▶ **Your task**: The line containing "of the tree trunk." and every line after it, through the last line of the records, are to be transcribed exactly, and nothing else.
· · · ·
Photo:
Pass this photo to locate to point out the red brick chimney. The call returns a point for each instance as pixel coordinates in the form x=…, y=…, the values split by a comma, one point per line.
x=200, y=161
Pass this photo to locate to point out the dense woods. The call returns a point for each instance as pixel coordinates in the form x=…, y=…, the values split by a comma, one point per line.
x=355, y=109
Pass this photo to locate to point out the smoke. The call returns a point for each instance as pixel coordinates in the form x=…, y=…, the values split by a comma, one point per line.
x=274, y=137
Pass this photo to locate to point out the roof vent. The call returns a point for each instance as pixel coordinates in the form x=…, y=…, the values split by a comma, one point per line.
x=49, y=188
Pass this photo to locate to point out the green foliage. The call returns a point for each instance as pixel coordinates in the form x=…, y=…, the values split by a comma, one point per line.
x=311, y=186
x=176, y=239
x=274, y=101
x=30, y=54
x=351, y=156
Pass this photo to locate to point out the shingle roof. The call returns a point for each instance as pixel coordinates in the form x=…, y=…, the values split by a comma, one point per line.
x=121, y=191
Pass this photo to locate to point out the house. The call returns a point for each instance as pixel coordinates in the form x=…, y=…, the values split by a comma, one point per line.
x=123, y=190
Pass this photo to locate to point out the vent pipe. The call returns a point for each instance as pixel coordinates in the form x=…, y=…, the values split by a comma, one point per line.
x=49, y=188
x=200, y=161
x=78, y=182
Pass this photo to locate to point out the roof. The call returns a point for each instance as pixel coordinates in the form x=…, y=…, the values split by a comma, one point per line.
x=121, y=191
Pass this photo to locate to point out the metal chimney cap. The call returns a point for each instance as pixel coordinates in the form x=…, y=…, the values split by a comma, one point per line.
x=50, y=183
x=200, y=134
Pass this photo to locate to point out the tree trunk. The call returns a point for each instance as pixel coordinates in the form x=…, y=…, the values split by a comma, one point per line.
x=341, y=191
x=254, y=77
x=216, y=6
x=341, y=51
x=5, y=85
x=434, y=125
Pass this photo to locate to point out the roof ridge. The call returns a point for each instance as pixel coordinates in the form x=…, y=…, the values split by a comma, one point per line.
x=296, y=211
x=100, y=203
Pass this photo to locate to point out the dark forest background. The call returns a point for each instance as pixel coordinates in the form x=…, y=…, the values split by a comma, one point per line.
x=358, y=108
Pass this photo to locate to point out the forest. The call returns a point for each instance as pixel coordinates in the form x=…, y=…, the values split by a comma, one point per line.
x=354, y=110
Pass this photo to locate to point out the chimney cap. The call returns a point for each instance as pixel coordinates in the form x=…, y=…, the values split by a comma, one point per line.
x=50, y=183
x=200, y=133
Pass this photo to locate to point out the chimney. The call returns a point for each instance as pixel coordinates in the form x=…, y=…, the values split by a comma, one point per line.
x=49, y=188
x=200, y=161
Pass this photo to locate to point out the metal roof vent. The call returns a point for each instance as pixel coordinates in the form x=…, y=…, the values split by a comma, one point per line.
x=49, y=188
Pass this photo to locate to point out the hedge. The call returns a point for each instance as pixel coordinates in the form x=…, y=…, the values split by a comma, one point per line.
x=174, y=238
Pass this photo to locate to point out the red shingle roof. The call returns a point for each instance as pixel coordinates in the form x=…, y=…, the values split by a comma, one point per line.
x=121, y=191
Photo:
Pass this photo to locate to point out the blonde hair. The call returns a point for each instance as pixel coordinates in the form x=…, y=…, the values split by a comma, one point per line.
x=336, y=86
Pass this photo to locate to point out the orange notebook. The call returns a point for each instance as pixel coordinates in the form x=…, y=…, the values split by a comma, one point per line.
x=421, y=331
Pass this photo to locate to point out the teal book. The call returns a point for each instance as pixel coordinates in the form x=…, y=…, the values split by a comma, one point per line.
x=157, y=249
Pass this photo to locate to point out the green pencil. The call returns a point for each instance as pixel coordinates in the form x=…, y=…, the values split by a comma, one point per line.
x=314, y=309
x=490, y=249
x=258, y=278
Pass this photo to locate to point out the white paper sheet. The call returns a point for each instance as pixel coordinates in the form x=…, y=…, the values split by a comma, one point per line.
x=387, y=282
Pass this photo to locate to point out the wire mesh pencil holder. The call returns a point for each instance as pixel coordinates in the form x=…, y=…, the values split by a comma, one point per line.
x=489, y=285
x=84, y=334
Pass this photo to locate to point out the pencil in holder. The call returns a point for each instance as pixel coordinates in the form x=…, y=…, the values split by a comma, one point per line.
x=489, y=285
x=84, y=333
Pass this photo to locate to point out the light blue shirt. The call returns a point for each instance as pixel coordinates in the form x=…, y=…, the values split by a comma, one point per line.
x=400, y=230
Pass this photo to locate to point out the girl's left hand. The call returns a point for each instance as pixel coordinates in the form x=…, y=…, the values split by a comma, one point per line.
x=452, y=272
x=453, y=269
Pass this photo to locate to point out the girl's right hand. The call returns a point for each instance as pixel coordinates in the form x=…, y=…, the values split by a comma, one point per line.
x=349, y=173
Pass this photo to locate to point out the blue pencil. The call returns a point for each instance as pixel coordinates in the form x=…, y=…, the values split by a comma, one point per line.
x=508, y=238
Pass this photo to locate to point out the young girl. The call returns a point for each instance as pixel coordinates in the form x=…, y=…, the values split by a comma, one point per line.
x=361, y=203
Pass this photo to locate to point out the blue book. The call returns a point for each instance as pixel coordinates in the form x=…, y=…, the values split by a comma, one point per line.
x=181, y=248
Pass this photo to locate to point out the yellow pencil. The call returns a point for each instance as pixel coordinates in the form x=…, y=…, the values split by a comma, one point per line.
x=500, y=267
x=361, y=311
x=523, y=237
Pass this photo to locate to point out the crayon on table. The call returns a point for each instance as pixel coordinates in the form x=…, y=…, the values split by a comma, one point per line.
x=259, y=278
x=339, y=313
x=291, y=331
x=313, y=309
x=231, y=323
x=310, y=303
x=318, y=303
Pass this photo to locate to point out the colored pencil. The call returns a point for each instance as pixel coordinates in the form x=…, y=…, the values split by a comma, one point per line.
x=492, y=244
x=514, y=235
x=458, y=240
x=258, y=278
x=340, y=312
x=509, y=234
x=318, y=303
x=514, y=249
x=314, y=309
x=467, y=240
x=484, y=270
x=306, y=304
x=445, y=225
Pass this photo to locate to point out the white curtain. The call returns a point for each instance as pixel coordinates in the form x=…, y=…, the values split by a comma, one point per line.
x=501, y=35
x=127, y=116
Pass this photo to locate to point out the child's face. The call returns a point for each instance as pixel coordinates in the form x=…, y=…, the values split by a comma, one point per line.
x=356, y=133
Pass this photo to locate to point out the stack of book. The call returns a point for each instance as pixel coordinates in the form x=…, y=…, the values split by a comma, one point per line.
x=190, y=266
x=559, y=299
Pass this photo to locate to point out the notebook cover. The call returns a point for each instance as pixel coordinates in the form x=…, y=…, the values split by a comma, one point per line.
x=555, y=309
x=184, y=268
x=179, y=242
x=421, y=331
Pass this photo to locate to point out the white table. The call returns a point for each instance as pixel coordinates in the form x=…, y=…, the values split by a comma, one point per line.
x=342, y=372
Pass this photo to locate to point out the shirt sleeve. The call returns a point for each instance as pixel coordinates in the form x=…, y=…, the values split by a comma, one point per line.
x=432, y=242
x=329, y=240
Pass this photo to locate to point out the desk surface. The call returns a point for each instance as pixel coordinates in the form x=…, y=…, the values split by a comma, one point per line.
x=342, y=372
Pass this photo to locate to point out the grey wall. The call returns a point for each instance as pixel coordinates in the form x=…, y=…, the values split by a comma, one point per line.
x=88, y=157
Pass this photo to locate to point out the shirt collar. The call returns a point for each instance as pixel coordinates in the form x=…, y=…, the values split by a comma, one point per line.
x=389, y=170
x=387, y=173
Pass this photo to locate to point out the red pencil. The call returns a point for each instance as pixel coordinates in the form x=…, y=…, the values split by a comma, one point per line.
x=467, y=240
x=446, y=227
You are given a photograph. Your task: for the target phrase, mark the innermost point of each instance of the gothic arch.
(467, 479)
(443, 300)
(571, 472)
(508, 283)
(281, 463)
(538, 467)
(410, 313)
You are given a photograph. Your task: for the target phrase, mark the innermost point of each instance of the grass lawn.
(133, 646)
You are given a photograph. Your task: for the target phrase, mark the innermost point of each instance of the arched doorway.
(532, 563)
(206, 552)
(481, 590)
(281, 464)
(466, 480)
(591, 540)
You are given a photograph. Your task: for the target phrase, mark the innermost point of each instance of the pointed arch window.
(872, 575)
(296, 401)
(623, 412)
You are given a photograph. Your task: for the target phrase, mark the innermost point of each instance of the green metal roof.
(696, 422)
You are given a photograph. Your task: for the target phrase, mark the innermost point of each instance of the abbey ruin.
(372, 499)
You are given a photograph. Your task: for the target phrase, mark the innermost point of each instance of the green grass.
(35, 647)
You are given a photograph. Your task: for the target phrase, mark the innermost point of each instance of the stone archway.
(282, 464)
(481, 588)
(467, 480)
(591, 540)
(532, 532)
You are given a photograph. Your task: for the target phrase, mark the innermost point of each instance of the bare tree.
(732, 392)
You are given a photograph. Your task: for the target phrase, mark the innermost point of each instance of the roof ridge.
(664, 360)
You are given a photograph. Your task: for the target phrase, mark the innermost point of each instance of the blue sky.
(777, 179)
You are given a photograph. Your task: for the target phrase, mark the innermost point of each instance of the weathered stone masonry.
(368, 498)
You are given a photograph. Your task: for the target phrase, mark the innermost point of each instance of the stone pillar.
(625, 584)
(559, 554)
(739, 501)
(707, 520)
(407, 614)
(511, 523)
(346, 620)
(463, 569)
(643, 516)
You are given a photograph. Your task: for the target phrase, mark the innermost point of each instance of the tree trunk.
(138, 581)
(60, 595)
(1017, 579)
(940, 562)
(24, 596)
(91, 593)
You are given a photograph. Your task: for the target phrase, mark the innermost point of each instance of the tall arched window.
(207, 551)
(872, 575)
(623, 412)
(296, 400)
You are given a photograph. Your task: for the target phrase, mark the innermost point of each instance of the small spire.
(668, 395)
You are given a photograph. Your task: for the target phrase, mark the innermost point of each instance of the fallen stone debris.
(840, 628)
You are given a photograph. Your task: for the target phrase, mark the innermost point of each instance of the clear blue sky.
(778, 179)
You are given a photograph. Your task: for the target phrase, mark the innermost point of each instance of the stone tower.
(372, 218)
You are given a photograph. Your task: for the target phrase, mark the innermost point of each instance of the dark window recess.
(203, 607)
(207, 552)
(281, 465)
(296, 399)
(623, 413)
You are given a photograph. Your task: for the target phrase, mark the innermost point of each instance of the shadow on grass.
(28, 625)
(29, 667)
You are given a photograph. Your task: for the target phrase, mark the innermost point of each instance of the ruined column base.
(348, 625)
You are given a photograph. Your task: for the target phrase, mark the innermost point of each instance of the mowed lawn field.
· · · ·
▶ **The completed task**:
You are given a photograph. Your task: for the target phrase, mark the innermost point of each instance of the tree trunk.
(138, 581)
(60, 595)
(1017, 579)
(940, 562)
(24, 596)
(91, 593)
You are given a photograph. Your task: for the target phrase, mark the innermost point of each instance of the tall arched window.
(207, 551)
(872, 575)
(623, 412)
(296, 400)
You are given a photograph. Your task: for the target phrase, mark the innermost point of each instance of the small spire.
(668, 395)
You are given a photograph. Your task: for the target phrase, mark the innermost point of each instance of the fallen stone debris.
(840, 628)
You are given a photograph. Your task: for the target phrase, mark the innermost point of each instance of the clear blue sky.
(778, 179)
You are given a photograph. Your task: for the target phrase, mark the innermost point of each instance of the stone tower.
(372, 218)
You are given a photograph. Your task: for the target phrase, mark the innermost point of each instance of the dark window recess.
(203, 607)
(207, 552)
(281, 465)
(296, 399)
(623, 413)
You are given a photograph. Your task: for the target phrase, mark the innermost point of each instance of the shadow on grass.
(28, 625)
(29, 667)
You are given a photograph. Your task: for the target phrase, mark the innermost point of each instance of the ruined column base.
(348, 625)
You are given a photograph. Your task: for the target phrase, mark the innermost point of each instance of the mowed lawn field.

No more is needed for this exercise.